Makale

DOĞU BLOKU DAĞILDI, BATI SERMAYESİ ATAKTA.. YA BİZ?.

DOĞU BLOKU DAĞILDI,
BATI SERMAYESİ
ATAKTA.. YA BİZ?.

Turan
AYDINBEYLİ

Doğu blokunda ortaya çıkan boşluk
ve
TÜRKİYE’YE
DÜŞEN GÖREVLER

SOVYETLER Birliği ve bağlıları "Doğu Bloku"nda görülen gelişmeler, Türkiye’nin önüne hazır bir "pazar" ekonomik ve kültürel boşluk ortaya çıkarmış bulunuyor. Hem "Devlet Sektörü", hem "özel sektör" açısından.. Doğu Avrupa’da son yıl içerisinde meydana gelen değişmeler, bu bölgeye eski yerleşmiş kalıplarla değil, yeni bir anlayış stratejisi ile bakmamızı gerektiriyor. Bölge ülkelerini yöneten Komünist partiler ve baskıcı rejimler bir-bir yıkıldılar. "Devletçi" iktisadi model tarihe karıştı. Böylece "demokratik idare" özlemi ve "serbest piyasa" ekonomisi arayışı sürecine girildi.
Demokratik idare ve serbest piyasa ekonomisine geçiş, bu ülkeler için şüphesiz kolay olmayacak. Bir yandan eski buyurgan yönetimlerini devam ettirmek isteyen politikacı-bürokrat kesimin, diğer yandan on yıllardır baskıcı yönetim alanda yaşayan halkın bu yeni değerleri benimsemeleri hiç te kolay olmayacak. Ama şu muhakkak ki, bu "benimseme" ve adaptasyon süreci, Avrupa’nın da kaderini çizecek.

• • • •

** Verilen Alıştırma a **
Okuma metnine göre hangi iktisadi model tarihe karıştı?
Okuma metni ile satırlar ayrı kaynaklardan alınmıştır.

** Görev Malzemesi **
• • • •

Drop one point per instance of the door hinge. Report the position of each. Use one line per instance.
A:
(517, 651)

• • • •

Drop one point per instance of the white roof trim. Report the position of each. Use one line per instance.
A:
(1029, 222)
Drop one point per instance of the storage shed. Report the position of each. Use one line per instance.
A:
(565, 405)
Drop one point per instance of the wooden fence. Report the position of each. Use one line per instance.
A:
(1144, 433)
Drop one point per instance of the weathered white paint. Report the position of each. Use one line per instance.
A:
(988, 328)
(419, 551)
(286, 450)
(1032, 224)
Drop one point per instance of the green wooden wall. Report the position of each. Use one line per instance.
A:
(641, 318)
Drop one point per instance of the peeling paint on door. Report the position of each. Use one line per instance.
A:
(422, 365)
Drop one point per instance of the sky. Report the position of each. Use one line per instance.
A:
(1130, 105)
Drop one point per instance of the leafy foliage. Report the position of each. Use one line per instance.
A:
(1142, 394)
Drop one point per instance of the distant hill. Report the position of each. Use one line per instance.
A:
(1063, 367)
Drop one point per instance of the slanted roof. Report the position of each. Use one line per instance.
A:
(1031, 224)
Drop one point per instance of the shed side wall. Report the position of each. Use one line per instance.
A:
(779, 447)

• • • •

** Verilen Alıştırma b **
Lütfen "instance" kelimesini içeren bütün satırları toplayın.

** Alıştırma Sonucu a **
"Devletçi" iktisadi model tarihe karıştı.

** Alıştırma Sonucu b **
Drop one point per instance of the door hinge. Report the position of each. Use one line per instance.
Drop one point per instance of the white roof trim. Report the position of each. Use one line per instance.
Drop one point per instance of the storage shed. Report the position of each. Use one line per instance.
Drop one point per instance of the wooden fence. Report the position of each. Use one line per instance.
Drop one point per instance of the weathered white paint. Report the position of each. Use one line per instance.
Drop one point per instance of the green wooden wall. Report the position of each. Use one line per instance.
Drop one point per instance of the peeling paint on door. Report the position of each. Use one line per instance.
Drop one point per instance of the sky. Report the position of each. Use one line per instance.
Drop one point per instance of the leafy foliage. Report the position of each. Use one line per instance.
Drop one point per instance of the distant hill. Report the position of each. Use one line per instance.
Drop one point per instance of the slanted roof. Report the position of each. Use one line per instance.
Drop one point per instance of the shed side wall. Report the position of each. Use one line per instance.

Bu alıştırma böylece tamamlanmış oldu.